» Tasks to perform
• A. In the tribute to Kalimugogo, why did he become a keen observer of society? Answer in one to three sentences.
• B. Put this sentence from the tribute to Kalimugogo into French: "Kalimugogo believed the job of an artist is to recreate a situation."
• C. Continue the tribute to Kalimugogo after its last sentence.

» Extract to read
════════
In 2010, he said to know that his books were read and appreciated by Ugandans would be his best reward. His wish has partly been granted now that his 2009 novel, A Murky River, is on the A-Level Literature syllabus.

“He was a literary giant whose works will stand the test of time,” said Mary Karooro Okurut during the requiem service at All Saints Cathedral, Nakasero, on Thursday. The church was brimming with people from all walks who came to bid goodbye to the wordsmith who once said besides the joy of family, there was nothing else as enjoyable as reading and writing.

Kalimugogo believed the job of an artist is to recreate a situation. Thus, he became a keen observer of society and its dynamics; vividly recreating what he felt was of relevance to the contemporary world. In A Murky River for example, he explores the norm of refusing to honour those who deserve it. It is about a man, who in his obsessive pursuit of riches, abandons his mother, only to discover after her death that no amount of money could bring her back.

In his other works, Kalimugogo called corruption a “malignant cancer” and described the run-down public hospitals as “chambers of horrors”, not places the sick go to for healing and relief. In Bury Me in a Simple Grave (2009), which won a NABOTU award, he quips, “Is money, in the absence of moral and social values, any good?”

What distinguished Kalimugogo’s works are the rapid-fire witty lines and ego-centric characters who, in their arrogance, inadvertently reveal their rottenness through devilish deeds that plunge society down the pit of depravity.
════════
» Supplied material

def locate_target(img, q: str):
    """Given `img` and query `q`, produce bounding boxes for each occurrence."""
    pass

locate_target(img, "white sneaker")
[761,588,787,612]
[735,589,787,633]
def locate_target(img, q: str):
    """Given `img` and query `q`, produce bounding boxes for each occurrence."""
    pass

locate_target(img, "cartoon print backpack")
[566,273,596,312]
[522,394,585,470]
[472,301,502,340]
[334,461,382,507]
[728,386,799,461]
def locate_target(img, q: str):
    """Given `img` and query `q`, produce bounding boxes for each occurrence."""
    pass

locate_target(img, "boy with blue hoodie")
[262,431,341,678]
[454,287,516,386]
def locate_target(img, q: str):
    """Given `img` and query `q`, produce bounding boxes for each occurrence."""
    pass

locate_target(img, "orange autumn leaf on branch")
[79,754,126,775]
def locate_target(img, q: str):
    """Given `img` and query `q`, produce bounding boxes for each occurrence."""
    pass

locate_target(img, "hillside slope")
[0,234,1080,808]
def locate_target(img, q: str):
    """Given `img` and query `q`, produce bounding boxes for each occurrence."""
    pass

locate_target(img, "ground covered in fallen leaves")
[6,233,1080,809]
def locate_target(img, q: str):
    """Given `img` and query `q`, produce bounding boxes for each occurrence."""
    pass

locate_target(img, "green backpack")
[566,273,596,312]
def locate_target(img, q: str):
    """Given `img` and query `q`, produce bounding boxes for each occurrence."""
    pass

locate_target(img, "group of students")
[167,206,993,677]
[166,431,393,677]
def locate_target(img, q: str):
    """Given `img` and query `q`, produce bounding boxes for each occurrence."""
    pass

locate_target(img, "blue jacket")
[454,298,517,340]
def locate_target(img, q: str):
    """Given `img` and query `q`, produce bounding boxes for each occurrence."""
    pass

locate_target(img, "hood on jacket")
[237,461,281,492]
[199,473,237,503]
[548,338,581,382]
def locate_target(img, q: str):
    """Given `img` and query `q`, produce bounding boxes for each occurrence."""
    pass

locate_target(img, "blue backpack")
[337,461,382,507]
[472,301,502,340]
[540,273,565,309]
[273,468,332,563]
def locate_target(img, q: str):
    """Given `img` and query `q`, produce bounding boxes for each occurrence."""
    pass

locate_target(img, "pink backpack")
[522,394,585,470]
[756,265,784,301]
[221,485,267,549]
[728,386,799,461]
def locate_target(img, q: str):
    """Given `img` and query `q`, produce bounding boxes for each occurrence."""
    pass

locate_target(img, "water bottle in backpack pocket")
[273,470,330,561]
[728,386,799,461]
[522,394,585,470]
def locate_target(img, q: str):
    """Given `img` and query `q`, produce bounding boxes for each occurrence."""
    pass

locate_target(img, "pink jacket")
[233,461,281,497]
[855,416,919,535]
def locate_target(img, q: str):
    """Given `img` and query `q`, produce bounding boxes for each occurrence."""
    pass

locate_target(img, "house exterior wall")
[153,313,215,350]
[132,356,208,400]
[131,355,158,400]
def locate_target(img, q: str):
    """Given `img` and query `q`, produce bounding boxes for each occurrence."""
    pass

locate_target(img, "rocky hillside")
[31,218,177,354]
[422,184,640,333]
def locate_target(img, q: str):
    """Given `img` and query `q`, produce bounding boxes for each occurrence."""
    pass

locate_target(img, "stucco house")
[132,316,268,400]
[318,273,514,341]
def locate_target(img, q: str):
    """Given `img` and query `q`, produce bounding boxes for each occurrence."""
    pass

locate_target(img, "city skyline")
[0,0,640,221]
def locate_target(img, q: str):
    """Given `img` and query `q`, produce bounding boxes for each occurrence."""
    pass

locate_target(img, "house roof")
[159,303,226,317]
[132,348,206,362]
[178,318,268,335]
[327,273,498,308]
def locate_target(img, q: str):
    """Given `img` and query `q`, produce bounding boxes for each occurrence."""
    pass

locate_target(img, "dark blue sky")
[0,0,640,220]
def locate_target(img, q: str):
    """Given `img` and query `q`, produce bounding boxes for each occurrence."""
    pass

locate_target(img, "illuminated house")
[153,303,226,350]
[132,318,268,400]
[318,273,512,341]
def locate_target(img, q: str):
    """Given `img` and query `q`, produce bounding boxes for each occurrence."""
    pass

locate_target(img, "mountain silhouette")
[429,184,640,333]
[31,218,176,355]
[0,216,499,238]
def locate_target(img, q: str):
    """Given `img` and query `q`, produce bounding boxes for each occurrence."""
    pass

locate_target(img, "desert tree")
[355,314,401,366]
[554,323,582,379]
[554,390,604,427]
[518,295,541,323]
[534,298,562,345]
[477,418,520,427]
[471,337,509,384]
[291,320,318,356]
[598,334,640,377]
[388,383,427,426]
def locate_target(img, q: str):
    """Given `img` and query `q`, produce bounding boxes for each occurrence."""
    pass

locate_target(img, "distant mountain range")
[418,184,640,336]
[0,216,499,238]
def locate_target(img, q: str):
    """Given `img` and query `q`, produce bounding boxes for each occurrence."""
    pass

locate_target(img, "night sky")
════════
» Expected results
• A. He believed the job of an artist is to recreate a situation. So he watched society and its dynamics closely, and he vividly recreated what he felt mattered to the contemporary world.

• B. Kalimugogo croyait que le travail d'un artiste consiste à recréer une situation.

• C.
Kalimugogo’s comical style is reminiscent of that of famous English author P.G. Wodehouse, who greatly inspired and influenced him.

Kalimugogo’s intimacy with literature developed at Nyakasura School in Fort Portal, which he attended from 1959 to 1964. He had come from the humble village of Kyokyezo, Rubanda County in Kabale District and topped his class to win a secondary school scholarship.

At Nyakasura, he became the student librarian, an opportunity he maximised to read all the great masters from Charles Dickens, William Shakespeare, Alexander Pope, Thomas Hardy and Joseph Conrad, among other geniuses that sparked his own literary ambitions. It was not a surprise that at Makerere University, he studied literature and became the editor of the literary magazine, Pen Point, graduating in 1968 with an honours degree in English and Classical Literature.

In 1969, he joined the Foreign Service of Uganda and became a career diplomat in a number of countries, including DR Congo, Ethiopia, Tanzania and Kenya. He retired from diplomatic service in 2003 and devoted the rest of his life to writing and family.

During the requiem service, he was described by his wife and children as a loving husband and doting father, who inculcated in them the love of books, introduced them to great comedy and left them the legacy of loving God and doing good. Talking of his funny side, his son, Alex, recalled how his father once hand-wrote a letter in which he poured out his frustrations with Arsenal (the club he supported) and then gave the letter to Alex to deliver to Arsenal manager Arsene Wenger.

His daughter, Pearl, described her father as “a great cook who made very nice chicken soup.”

According to his wife, Dr Grace Kalimugogo, the deceased started having poor health in 1978 but it was from 1983 that he was always in and out of hospital. In spite of that, he had inner strength and never allowed anything to stop him from performing his duties diligently. So punctual and virtuous was he that he even won two awards from Umeme for the rare knack of paying his bills on time, always.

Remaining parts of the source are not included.